======== Dataset excerpts ========

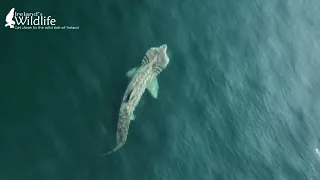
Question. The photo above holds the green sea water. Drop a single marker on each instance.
(239, 99)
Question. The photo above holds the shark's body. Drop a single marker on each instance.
(9, 19)
(144, 77)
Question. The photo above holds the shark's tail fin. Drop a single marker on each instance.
(113, 150)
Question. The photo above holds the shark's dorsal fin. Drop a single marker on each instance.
(149, 56)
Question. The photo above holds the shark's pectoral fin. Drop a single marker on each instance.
(153, 88)
(131, 72)
(133, 117)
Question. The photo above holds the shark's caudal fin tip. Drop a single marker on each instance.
(131, 72)
(153, 88)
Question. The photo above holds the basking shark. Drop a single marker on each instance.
(142, 78)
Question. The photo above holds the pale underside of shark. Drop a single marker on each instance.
(142, 78)
(9, 19)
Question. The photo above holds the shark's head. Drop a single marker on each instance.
(161, 59)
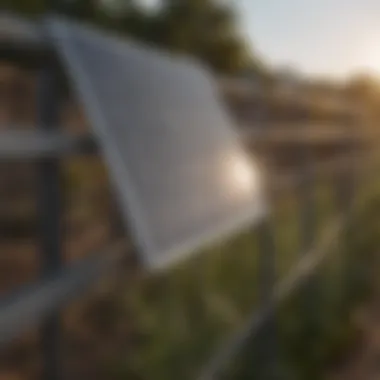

========

Exercise description
Copy out exactly the lines from the one with "Question. The photo above holds the shark's caudal" through the end of the listing, both ends included, omitting any picture.

Completed exercise
Question. The photo above holds the shark's caudal fin tip. Drop a single marker on each instance.
(131, 72)
(153, 88)
Question. The photo above holds the basking shark. Drop a single marker on each instance.
(142, 78)
Question. The photo above holds the pale underside of shark. Drop a single marker on each instance.
(142, 78)
(9, 19)
Question. The photo above holds the shark's head. Drop a single marker on each instance.
(161, 59)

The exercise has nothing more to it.